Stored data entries
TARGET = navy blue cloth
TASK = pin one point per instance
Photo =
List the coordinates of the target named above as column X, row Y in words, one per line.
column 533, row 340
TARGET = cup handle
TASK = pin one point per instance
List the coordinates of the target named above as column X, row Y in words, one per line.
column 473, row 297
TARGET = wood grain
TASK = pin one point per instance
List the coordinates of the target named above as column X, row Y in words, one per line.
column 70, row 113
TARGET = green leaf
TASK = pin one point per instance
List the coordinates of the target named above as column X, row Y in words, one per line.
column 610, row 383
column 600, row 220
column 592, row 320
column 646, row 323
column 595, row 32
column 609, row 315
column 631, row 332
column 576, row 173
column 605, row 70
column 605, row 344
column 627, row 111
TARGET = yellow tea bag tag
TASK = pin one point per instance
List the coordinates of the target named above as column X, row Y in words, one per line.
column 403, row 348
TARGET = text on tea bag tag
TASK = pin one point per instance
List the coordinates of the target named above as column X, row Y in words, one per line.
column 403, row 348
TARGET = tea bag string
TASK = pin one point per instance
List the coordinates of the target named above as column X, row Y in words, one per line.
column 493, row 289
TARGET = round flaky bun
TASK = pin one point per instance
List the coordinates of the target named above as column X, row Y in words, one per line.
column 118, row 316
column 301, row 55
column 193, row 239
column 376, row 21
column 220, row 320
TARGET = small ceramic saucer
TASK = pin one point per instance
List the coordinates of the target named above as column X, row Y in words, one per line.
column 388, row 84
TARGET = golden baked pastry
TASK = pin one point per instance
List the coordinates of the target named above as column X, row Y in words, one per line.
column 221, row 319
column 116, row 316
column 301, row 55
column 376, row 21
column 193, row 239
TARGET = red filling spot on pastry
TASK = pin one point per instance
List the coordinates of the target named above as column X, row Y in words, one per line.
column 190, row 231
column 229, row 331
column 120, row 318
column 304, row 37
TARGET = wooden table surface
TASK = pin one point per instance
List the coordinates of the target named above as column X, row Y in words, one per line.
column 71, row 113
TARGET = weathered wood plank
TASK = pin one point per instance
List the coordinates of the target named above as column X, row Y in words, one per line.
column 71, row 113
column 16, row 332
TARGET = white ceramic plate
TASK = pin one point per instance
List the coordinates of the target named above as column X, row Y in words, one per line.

Problem statement
Return the lines above exactly, keeping every word.

Answer
TARGET = navy blue cloth
TASK = pin one point per instance
Photo =
List the coordinates of the target named above as column X, row Y in words, one per line.
column 533, row 340
TARGET = cup handle
TASK = pin one point per instance
List the coordinates of the target named above as column X, row Y in words, one per line.
column 473, row 297
TARGET = wood grain
TASK = pin one point per instance
List the coordinates of the target named above as column X, row Y in words, one per line.
column 70, row 113
TARGET = green leaf
TASK = pin one point per instance
List the coordinates of the target named above as column X, row Y in words, one per line.
column 610, row 383
column 600, row 220
column 592, row 320
column 646, row 323
column 595, row 32
column 609, row 315
column 631, row 332
column 576, row 173
column 605, row 70
column 605, row 344
column 627, row 111
TARGET = yellow tea bag tag
TASK = pin one point per instance
List the coordinates of the target named above as column X, row Y in words, one per line.
column 403, row 348
TARGET = text on tea bag tag
TASK = pin one point per instance
List the coordinates of the target named above as column X, row Y in words, one per line.
column 403, row 348
TARGET = tea bag string
TASK = pin one point per instance
List the coordinates of the target named above as column X, row Y in words, one per line.
column 493, row 289
TARGET = round flaky bun
TASK = pin one point per instance
List the coordinates of the target named above as column X, row Y in words, one per line.
column 118, row 316
column 301, row 55
column 193, row 239
column 376, row 21
column 220, row 320
TARGET = small ceramic saucer
TASK = pin one point per instance
List the coordinates of the target named above as column X, row Y in words, one per line.
column 388, row 84
TARGET = golden baked pastry
TASK = pin one point per instance
List the coordinates of the target named above as column X, row Y in words, one per line.
column 221, row 319
column 116, row 316
column 301, row 55
column 376, row 21
column 193, row 239
TARGET = red filling spot on pastry
TASK = pin one point per instance
List the coordinates of the target named above as column X, row Y in words, one per line.
column 190, row 231
column 229, row 331
column 120, row 318
column 304, row 37
TARGET = wooden table surface
TASK = pin one point per instance
List the coordinates of the target named above as column X, row Y in words, one per line.
column 71, row 113
TARGET = weathered wood plank
TASK = pin one point per instance
List the coordinates of the target named above as column X, row Y in words, one per line.
column 71, row 113
column 16, row 332
TARGET = white ceramic plate
TASK = pin one point per instance
List the coordinates of the target named above as column X, row Y in words, one per line.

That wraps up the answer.